**Texto dado**:

Esta curiosidad universal por saber qué sucede después de la muerte, es especialmente enfática en el caso mexicano. Los pueblos prehispánicos creían con certeza en que algo existía. La idea del inframundo, del Mictlán, se reforzó gracias a la noción cristiana del Cielo, el infierno y el purgatorio. Esto lo aprovechó en su obra de teatro Un hogar sólido Elena Garro, quien colocó a varios miembros de una misma familia a dialogar y convivir dentro del sepulcro común. Desde una niña de cinco años hasta una vieja de 80, las cuales resultan ser hermanas. Lejos del tono tétrico de la muerte, los inquilinos celebran su cercanía y agradecen el hecho de no estar solos en aquella tumba olvidada. Ante el entierro de una joven, su madre, lejos de entristecerse, exclama al recibirla: “¡Qué gusto, hijita, qué gusto que hayas muerto tan pronto!”.

Otra de las obras máximas de nuestra literatura fantástica es Aura, de Carlos Fuentes, quien cambia de lugar el escenario de lo tétrico, de lo oscuro, de lo sobrenatural. Esta vez no es el campo mexicano ni es un convento ni un panteón. No se trata tampoco de los tiempos idos, sino de una Ciudad de México moderna y afrancesada. Todo sucede en el número 815 de la calle de Donceles, en pleno corazón del entonces Distrito Federal. Allí la vida se funde con la muerte y esta –la muerte– no es más que un eterno retorno al origen, al amor y también a la belleza, aunque no privado de perversidad. Toda la obra alcanza su punto máximo cuando se afirma: “También el demonio fue un ángel”.

**Qué hay que hacer**: Traduce al inglés la siguiente oración del texto sobre la muerte en la literatura mexicana: «Todo sucede en el número 815 de la calle de Donceles, en pleno corazón del entonces Distrito Federal.»

**Datos disponibles**:
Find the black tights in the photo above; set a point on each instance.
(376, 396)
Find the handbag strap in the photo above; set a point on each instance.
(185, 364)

**Resultado del ejercicio**: Everything takes place at number 815 Donceles Street, in the very heart of what was then the Federal District.